Aim of the task: Shift the items below by 109: reproduce everything from the line containing "job: outline the tinted window" down to the line containing "[[[222,133],[181,131],[171,166],[180,167],[248,167],[239,139]]]", adding 109 to every coordinate in the answers and keeping all other lines unchanged.

(Collected data entries)
________________________

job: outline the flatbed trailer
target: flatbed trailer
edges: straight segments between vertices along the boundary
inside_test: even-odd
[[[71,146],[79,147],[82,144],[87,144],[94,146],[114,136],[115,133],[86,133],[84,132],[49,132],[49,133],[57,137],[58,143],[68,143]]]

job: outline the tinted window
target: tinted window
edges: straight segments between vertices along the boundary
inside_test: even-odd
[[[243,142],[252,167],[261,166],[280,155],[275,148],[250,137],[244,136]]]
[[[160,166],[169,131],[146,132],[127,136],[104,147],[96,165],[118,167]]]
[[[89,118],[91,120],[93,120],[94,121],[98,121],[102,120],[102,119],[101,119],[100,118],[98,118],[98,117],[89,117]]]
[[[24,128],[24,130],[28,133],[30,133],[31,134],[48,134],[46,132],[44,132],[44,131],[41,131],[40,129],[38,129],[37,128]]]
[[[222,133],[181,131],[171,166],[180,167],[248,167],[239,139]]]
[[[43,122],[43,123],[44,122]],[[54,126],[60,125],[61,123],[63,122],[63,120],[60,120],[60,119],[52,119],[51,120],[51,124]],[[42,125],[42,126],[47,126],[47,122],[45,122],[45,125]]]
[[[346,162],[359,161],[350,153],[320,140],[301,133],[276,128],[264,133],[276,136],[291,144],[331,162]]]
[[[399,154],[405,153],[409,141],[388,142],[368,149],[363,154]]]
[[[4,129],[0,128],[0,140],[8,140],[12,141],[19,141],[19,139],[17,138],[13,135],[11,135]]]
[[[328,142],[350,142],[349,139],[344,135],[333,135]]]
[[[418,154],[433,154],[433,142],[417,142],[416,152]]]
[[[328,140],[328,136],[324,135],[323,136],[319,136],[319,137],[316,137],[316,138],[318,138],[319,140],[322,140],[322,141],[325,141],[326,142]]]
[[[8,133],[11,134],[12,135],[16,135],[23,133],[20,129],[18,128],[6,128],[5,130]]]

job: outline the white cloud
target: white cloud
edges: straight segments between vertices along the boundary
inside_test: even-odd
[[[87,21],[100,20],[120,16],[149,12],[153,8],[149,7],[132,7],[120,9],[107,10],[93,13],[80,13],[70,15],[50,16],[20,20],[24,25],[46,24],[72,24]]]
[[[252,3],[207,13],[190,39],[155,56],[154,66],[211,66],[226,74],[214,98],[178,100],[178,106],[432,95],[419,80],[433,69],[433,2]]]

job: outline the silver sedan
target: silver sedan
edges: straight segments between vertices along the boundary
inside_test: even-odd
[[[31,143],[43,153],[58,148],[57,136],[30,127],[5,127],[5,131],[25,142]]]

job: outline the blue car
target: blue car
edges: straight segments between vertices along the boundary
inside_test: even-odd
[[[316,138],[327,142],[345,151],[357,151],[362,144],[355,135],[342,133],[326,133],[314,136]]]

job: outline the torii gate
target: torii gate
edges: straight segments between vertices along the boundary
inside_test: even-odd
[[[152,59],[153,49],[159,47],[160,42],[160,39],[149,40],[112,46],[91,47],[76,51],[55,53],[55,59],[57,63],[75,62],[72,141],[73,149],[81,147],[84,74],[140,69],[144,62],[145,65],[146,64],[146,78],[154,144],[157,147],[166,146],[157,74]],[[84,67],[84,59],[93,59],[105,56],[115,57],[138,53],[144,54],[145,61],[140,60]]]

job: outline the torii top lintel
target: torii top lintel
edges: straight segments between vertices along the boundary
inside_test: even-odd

________________________

Correct output:
job: outline the tinted window
target: tinted window
edges: straight segments between vertices along the boundary
inside_test: even-odd
[[[352,251],[361,276],[370,275],[389,264],[384,257],[359,246],[353,245]]]
[[[269,275],[278,240],[255,241],[236,245],[213,256],[205,274],[227,276]]]
[[[198,227],[200,229],[202,229],[203,230],[207,230],[211,229],[211,228],[210,228],[209,227],[207,227],[207,226],[198,226]]]
[[[133,237],[133,239],[137,242],[139,242],[140,243],[157,243],[155,241],[153,241],[153,240],[150,240],[149,238],[147,238],[146,237]]]
[[[331,242],[290,240],[280,275],[289,276],[357,276],[348,248]]]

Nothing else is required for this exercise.